## Your instructions:
Resume the essay below on getting ready for National Novel Writing Month, starting right after its final sentence.

## Source extract:
October is zipping along, and that means only one thing: Christmas decorations in Wal-Mart! Also Biketoberfest, Halloween, Breast Cancer Awareness… OK, October means a lot of things. But mostly it means that very soon it’ll be November, time to crank out another novel for National Novel Writing Month, and that means preparation.
Not preparation for the novel itself, of course. That would startle my creativity, which is a timid creature that must be coaxed and wheedled out into the open like a tiny fawn. Sudden movements startle my creativity, causing it to bound back into my mental bushes and hide, cowering, behind my Christina Ricci fantasies. No, I need to prepare my Writing Environment.
Competing in National Novel Writing Month, or NaNoWriMo, demands that you expel a 50,000 word novel in 30 days of excruciating, brain-bashing authorship, leaving behind such diversions as accuracy, grammar, first-run movies, or sleep. NaNoWriMo — an annual event that started in 1999 with 21 people and kept growing, movie-monster-like, until 79.000 participants joined in last year — is designed to force you to get up off your butt and sit back down on your butt and write something. Wanted to write a novel one day but didn’t think you could? In November, you’ll have to if you want the peer pressure to stop. It’s a wonderful, exhilarating time during which you’ll push yourself to the limit of your endurance and discover your hidden writer within.
And towards that end, you’ll need supplies. There’s the obvious items, like something to write on, something to write with, and 300 cases of highly caffeinated beverages. But that’s just getting started.

## Dataset entries:

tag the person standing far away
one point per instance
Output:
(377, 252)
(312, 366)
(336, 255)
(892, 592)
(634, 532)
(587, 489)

...

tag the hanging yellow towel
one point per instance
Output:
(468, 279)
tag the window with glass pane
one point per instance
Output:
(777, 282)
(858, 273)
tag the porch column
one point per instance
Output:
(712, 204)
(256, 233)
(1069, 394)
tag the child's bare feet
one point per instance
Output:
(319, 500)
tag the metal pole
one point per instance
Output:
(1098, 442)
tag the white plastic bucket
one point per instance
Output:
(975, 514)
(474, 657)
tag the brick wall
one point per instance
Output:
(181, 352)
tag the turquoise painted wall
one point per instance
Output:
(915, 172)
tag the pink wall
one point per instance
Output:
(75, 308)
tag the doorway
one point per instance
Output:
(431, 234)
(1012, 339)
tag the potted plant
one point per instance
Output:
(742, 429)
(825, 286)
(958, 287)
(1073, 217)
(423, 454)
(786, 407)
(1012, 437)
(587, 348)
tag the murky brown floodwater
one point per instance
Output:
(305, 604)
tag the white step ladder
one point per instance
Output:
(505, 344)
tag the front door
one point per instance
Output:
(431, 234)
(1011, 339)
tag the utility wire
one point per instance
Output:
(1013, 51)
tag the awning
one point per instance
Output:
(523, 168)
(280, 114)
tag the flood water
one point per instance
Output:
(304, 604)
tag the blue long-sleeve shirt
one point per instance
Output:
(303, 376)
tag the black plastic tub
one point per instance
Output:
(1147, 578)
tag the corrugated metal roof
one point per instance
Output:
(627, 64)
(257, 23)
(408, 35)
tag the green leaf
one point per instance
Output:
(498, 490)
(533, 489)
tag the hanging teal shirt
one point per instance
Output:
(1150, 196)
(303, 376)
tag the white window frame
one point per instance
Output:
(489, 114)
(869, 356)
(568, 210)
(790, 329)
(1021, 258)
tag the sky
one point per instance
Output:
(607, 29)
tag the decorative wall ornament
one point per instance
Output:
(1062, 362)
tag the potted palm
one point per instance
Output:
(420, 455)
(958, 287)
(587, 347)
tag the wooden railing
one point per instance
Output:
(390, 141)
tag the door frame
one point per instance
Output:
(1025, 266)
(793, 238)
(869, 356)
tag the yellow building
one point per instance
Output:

==

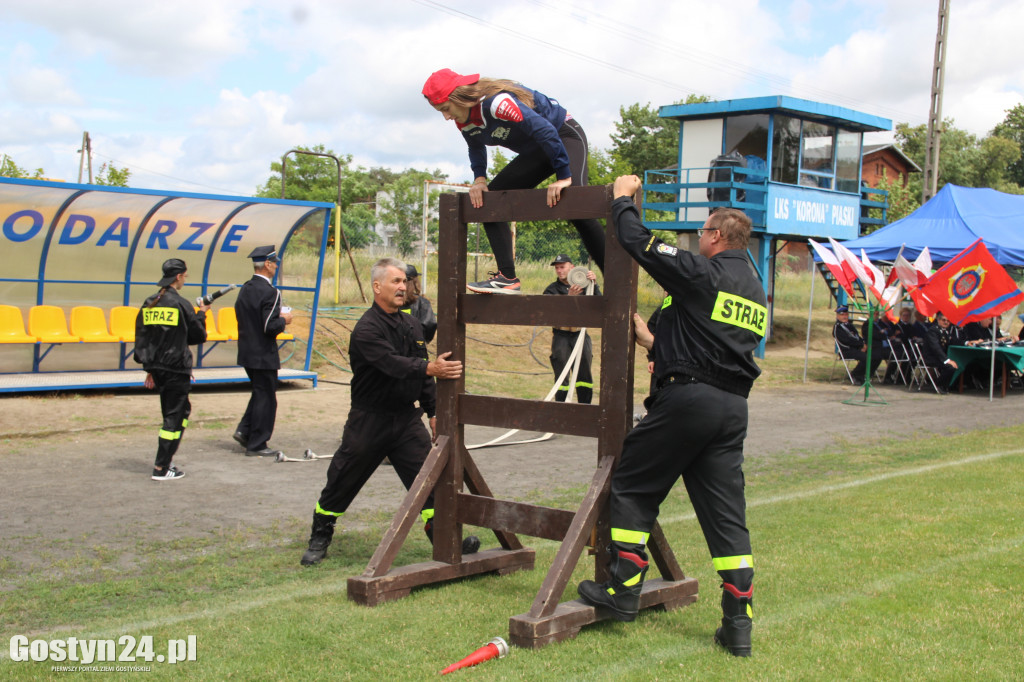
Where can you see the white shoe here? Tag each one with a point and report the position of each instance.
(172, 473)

## Written answer:
If you’re going digital, you’ll need a word processor. Any one will do, but let me recommend Q10, a program seemingly designed for breakneck writing. It runs only in a full-screen mode, so no other IM or e-mail windows can intrude. The info bar at the bottom can keep track of how many words you’ve written and how many you have left to go. Plus it makes your keyboard sound like a typewriter, which is just cool. This is a small, fast program created to make you spit out words faster than an auctioneer with hiccups. Future versions may actually yell at you if you stop typing too often.
If you’re writing by hand, invest in an expensive pen, perhaps something in an oak or steel that will bring some heft with it. Let the sensuousness of it seduce you into finding more time to write, just to enjoy the way it feels gliding across the page. And buy a pack of pencils for when you lose the pen.
You’ll also need notebooks in every room of your house, in your car, and at your place of employment so you’ll never miss the chance to jot down more dialogue. Otherwise you have to yell it at people as you drive by and hope they remember it for when you track them down later.
Remember, you can make notes with anything on anything. Lipstick, blood, fruit juice, fingernails, carefully thrown eggs, just about anything can help you retain that great plot idea you just had at the stoplight. And after you’ve been pulled over for trying to write a new character’s name in the intersection with tire skid marks, be sure to ask the policeman to add it to your ticket. Otherwise you just know you’ll lose it, happens every time.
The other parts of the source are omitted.